Top of DATA EXTRACT
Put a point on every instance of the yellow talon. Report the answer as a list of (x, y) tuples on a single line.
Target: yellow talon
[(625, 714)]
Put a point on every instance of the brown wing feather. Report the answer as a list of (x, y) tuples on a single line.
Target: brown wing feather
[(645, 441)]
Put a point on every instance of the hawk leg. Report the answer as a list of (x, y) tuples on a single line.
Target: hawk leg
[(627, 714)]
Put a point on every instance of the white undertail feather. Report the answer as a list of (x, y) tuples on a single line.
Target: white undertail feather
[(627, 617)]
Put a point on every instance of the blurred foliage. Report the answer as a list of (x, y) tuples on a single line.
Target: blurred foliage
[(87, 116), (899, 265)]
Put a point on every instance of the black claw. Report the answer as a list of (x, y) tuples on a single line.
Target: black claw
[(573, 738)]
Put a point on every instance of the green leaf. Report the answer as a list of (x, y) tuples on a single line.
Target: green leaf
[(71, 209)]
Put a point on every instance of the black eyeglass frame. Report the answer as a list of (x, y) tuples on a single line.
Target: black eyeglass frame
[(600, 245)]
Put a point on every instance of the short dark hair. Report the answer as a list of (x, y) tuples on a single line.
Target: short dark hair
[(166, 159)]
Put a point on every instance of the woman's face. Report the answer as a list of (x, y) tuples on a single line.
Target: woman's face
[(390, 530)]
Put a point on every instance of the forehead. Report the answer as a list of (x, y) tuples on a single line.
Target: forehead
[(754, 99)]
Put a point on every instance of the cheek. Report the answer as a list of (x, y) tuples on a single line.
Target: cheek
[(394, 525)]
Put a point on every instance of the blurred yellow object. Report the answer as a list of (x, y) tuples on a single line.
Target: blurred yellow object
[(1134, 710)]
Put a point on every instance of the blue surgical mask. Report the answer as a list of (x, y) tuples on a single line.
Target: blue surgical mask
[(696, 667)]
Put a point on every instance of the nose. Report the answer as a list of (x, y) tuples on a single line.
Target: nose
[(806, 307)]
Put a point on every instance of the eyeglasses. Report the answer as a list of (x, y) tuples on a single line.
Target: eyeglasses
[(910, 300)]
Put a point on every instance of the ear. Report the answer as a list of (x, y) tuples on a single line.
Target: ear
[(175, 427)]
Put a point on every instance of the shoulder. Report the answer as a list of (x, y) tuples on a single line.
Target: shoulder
Bottom of DATA EXTRACT
Filter the entries by the string "shoulder" and copy each matching line.

Put a point on every instance of the shoulder. Report the answer as a list of (x, y) tuples on a single line.
Target: shoulder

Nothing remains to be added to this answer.